Exercise »
Using the records below, write out the line with "the black wrought" and each line after it through the final one, exactly, and only those.

Provided records »
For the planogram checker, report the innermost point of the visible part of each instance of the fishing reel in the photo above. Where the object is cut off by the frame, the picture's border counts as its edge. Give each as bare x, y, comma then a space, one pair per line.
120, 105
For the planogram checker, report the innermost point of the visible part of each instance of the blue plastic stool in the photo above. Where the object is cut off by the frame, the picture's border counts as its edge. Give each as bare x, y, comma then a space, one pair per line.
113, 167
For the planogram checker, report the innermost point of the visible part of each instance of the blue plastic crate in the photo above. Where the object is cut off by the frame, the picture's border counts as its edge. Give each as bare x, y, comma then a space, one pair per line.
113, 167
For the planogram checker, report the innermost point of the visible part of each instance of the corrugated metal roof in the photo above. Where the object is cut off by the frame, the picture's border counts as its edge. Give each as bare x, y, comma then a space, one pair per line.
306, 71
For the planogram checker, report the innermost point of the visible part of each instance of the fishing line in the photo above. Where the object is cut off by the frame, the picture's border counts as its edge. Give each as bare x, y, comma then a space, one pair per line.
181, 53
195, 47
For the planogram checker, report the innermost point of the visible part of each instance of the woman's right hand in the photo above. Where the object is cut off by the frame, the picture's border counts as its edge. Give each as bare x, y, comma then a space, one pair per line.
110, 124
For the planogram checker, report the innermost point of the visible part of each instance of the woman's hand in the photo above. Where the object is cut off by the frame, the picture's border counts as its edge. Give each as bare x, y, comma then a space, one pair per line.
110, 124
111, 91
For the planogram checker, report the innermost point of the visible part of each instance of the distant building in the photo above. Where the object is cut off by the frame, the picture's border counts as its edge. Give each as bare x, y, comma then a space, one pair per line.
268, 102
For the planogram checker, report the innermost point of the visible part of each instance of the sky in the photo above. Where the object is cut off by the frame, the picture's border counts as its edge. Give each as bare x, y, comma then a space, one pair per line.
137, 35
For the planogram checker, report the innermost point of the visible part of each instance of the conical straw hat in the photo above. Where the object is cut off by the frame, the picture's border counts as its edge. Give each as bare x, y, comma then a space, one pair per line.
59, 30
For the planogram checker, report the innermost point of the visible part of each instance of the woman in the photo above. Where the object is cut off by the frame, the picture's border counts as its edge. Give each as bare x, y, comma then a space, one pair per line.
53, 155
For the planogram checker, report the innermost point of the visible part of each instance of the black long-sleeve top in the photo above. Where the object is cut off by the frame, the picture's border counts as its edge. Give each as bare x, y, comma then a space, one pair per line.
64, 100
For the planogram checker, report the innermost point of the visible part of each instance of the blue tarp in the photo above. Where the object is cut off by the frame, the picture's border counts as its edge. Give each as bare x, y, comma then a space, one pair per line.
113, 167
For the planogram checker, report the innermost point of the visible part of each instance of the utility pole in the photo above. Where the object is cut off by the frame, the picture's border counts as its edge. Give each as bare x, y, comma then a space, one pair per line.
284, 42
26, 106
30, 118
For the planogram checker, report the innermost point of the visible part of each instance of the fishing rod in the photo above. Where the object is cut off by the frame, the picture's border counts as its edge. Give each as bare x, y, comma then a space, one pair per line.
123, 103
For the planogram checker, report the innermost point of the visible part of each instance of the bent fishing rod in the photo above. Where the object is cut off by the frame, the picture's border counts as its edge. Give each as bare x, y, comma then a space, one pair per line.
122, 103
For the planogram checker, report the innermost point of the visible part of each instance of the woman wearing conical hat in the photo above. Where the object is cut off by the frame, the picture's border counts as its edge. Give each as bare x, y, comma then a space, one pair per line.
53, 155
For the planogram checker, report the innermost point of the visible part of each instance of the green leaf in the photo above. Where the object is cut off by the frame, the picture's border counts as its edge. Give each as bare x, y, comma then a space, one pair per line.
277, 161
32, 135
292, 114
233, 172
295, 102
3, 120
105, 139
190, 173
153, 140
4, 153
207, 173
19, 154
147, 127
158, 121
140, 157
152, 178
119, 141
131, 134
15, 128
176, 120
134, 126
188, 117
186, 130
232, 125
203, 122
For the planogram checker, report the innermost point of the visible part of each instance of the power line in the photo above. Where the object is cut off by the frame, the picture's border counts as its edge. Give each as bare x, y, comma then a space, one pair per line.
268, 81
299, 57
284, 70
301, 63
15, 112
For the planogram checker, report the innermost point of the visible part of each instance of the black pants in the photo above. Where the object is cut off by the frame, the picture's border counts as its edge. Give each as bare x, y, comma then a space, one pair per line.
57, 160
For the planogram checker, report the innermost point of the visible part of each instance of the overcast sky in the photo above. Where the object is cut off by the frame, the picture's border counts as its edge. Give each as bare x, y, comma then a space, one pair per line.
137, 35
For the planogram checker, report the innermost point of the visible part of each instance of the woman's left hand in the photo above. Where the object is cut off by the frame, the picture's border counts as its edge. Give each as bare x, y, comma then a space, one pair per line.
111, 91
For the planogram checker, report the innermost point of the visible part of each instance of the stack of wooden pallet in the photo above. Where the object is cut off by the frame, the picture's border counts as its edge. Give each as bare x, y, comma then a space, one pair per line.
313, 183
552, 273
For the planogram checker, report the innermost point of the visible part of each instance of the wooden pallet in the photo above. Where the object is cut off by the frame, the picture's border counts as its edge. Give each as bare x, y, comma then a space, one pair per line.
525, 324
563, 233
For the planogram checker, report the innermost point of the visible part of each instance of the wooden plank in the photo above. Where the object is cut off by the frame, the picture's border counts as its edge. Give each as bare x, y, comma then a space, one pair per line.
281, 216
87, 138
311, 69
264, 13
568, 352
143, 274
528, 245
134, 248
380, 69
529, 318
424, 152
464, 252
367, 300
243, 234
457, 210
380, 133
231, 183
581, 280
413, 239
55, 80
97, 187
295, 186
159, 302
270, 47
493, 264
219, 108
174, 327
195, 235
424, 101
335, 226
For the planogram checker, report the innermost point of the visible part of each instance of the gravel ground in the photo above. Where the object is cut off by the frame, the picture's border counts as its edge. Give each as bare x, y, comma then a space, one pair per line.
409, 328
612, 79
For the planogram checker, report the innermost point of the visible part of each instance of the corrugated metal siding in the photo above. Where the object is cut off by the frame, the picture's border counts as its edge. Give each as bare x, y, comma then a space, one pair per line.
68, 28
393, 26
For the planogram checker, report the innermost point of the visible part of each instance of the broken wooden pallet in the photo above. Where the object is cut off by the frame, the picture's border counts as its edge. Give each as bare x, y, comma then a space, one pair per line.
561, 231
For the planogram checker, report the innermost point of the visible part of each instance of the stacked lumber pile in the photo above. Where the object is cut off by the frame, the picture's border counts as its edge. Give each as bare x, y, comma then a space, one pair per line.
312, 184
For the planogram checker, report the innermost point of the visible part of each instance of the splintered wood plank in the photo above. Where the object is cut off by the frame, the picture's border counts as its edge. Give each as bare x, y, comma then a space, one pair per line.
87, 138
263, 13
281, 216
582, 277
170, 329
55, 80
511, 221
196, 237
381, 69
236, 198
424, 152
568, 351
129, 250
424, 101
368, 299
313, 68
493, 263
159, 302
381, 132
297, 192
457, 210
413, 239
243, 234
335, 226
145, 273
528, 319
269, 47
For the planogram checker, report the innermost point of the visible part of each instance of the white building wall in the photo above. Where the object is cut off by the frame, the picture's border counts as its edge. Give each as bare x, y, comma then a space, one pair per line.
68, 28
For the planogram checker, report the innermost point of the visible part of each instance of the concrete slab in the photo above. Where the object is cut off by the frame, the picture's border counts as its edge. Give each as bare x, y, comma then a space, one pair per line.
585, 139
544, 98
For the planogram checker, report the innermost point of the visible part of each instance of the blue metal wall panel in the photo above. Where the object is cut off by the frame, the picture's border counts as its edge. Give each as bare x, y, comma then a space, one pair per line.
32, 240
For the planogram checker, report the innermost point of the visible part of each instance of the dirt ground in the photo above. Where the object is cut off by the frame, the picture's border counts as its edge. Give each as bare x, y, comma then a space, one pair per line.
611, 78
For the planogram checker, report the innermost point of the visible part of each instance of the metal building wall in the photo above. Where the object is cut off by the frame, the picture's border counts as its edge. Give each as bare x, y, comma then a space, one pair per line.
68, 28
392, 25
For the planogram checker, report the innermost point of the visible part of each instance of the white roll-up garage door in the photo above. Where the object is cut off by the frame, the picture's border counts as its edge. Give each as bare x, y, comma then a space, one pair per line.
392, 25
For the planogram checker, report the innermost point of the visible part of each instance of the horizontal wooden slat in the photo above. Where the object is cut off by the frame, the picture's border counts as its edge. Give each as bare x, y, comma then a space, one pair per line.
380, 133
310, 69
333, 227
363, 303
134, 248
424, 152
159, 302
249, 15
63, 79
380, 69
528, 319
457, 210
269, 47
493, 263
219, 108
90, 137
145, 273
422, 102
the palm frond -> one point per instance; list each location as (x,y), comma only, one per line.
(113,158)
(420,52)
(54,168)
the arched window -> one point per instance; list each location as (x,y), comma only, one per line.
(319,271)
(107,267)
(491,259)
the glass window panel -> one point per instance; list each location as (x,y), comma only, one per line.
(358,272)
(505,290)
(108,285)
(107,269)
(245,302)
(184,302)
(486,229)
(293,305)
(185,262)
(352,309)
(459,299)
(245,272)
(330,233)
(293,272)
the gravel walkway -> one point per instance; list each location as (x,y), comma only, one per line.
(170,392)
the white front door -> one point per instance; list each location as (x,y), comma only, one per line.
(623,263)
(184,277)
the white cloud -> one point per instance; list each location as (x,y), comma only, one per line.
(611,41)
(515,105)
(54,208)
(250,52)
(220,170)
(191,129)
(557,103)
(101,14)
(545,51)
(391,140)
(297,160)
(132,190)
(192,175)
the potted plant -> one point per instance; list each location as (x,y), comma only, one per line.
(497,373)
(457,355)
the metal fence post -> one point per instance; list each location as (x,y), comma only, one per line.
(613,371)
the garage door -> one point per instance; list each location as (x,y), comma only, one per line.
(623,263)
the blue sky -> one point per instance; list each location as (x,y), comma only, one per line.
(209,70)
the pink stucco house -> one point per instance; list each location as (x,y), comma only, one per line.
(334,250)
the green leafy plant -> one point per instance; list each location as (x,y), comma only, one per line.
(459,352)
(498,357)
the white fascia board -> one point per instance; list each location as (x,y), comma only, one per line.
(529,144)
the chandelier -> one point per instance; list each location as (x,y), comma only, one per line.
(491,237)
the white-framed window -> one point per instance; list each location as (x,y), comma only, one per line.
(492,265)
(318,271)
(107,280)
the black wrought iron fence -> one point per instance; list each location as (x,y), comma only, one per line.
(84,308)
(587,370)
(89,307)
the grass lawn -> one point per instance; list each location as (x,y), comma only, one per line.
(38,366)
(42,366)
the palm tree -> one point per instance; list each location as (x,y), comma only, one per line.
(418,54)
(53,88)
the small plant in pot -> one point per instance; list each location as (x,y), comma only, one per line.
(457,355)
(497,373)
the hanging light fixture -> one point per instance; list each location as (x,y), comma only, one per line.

Written solution »
the black wrought iron fence -> one point per instance; list each location as (x,y), comma only, one per line.
(84,308)
(587,370)
(89,307)
the grass lawn -> one point per instance; list each location as (x,y), comma only, one per line.
(38,366)
(42,366)
the palm tree -> one point per instance; list each location as (x,y), comma only, one per line.
(418,54)
(53,88)
the small plant in pot -> one point per instance; list each location as (x,y), comma only, one per line.
(457,355)
(497,373)
the hanging light fixture -> one point per instance; list each location as (x,y), comma only, one per line.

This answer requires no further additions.